[Passage]:
===

Full-body paralysis has long been a cruel prison sentence for those afflicted. Many victims of paralysis have fully functioning brains but no physical way to communicate. Thankfully, researchers in California have engineered a device that allows a digital avatar to express patients’ thoughts verbally.
“Our goal is to restore a full, embodied way of communicating, which is the most natural way for us to talk with others.”-Edward Chang, chair of neurological surgery at UCSF
According to Neoscope, two teams of researchers have worked together to invent a machine capable of intercepting a patient’s brainwaves and turning them into speech and facial expressions, which are then externalized through a digital avatar of the patient. In other words, victims of paralysis may soon have a way to communicate with loved ones in a manner more precise than the crude interface technology currently available to them.

===

[Data section]:
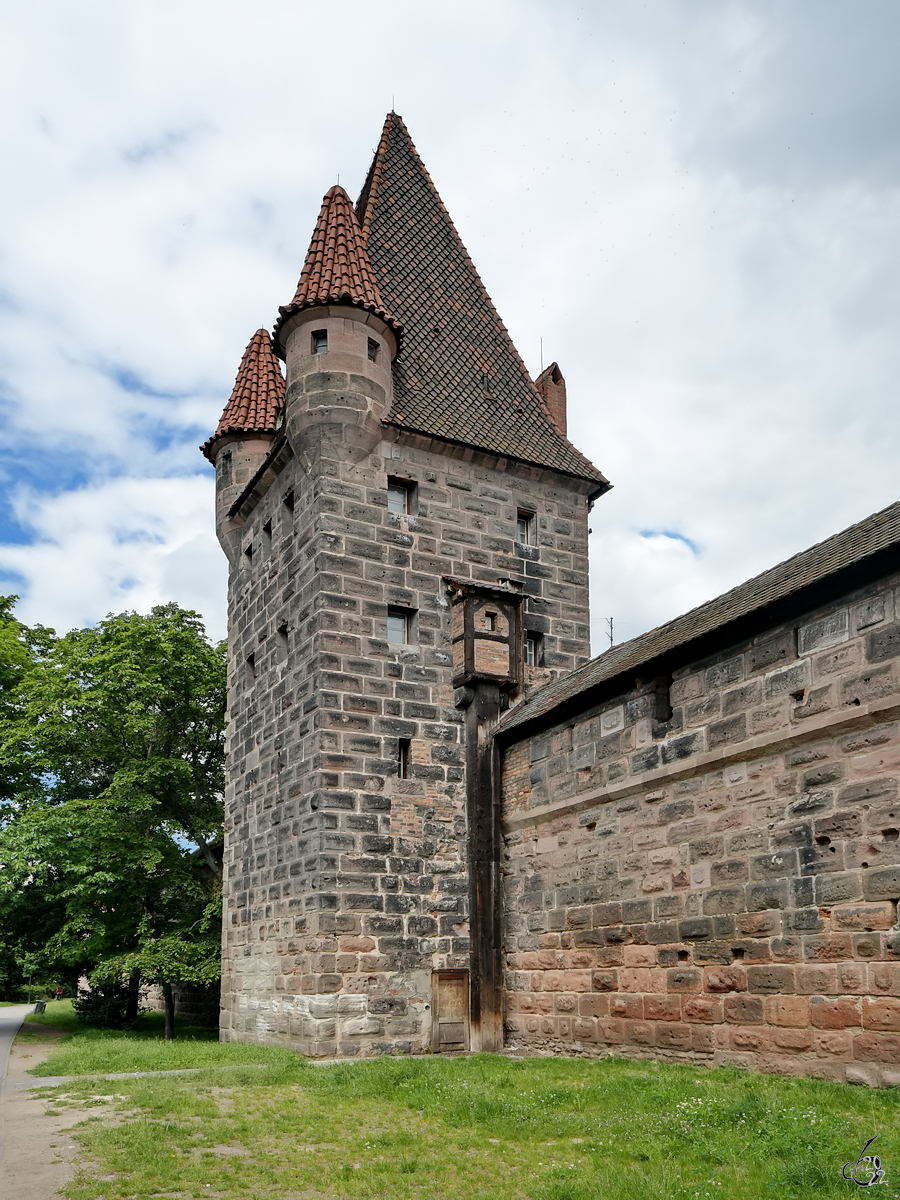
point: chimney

===

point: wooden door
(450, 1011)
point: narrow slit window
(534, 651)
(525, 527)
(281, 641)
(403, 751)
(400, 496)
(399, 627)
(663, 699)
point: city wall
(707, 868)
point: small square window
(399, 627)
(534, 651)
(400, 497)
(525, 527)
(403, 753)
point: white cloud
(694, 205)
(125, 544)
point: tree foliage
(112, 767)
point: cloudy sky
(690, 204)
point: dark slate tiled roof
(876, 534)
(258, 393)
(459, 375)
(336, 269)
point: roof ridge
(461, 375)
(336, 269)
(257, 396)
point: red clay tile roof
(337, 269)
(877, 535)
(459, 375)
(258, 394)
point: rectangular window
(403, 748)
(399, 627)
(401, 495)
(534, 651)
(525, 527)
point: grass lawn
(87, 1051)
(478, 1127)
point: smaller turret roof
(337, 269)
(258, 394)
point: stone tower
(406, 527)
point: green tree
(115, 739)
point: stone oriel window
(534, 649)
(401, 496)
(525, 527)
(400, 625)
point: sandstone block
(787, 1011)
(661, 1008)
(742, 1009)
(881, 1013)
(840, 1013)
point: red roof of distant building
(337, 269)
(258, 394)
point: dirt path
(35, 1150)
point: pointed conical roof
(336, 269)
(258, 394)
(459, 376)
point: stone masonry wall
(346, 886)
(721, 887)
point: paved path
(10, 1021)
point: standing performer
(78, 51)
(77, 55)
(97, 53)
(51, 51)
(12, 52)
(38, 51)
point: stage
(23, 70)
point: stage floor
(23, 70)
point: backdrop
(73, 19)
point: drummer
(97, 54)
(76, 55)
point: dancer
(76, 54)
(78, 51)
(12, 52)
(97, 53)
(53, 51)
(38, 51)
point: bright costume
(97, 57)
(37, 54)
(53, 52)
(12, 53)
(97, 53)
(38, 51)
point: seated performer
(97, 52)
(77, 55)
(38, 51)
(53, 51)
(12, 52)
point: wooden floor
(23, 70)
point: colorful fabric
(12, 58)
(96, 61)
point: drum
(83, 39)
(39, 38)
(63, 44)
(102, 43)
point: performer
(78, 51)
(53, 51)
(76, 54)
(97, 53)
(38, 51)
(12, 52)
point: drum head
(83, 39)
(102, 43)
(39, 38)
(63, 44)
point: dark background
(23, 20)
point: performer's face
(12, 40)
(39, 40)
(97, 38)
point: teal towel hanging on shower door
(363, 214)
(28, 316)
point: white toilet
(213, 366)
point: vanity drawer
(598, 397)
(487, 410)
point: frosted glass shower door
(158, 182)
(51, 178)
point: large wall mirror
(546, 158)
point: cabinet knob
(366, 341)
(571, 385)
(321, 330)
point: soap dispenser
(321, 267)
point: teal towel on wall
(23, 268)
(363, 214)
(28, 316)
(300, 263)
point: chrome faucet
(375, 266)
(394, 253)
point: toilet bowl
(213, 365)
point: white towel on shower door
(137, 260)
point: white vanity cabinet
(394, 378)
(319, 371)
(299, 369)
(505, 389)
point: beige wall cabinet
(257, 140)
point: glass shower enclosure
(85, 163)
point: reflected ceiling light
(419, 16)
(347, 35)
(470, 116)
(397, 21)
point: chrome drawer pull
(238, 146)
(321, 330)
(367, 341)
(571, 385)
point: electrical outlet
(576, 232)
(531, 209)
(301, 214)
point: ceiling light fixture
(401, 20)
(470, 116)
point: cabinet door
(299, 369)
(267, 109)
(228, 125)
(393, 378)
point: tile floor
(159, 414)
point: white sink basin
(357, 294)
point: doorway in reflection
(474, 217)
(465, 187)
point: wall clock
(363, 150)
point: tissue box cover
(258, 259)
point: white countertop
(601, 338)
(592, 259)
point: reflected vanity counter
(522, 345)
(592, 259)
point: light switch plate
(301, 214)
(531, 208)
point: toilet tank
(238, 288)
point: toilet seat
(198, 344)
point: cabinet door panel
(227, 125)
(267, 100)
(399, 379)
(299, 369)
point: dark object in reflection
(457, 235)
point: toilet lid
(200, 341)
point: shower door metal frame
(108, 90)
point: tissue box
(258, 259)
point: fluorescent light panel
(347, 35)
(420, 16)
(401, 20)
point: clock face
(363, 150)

===

[Work instruction A]:
Answer from the paralysis passage, marking each answer with the same numeral:
(i) In which state are the researchers who engineered the device?
(ii) What position does Edward Chang hold?
(iii) According to Neoscope, how many teams of researchers worked together on the machine?
[Work instruction B]:
Please output the part of the paralysis passage that opens with the words containing "Full-body paralysis has" and closes with "patients’ thoughts verbally.", copied word for word.

[Answer section A]:
(i) California
(ii) Chair of neurological surgery at UCSF
(iii) Two

[Answer section B]:
Full-body paralysis has long been a cruel prison sentence for those afflicted. Many victims of paralysis have fully functioning brains but no physical way to communicate. Thankfully, researchers in California have engineered a device that allows a digital avatar to express patients’ thoughts verbally.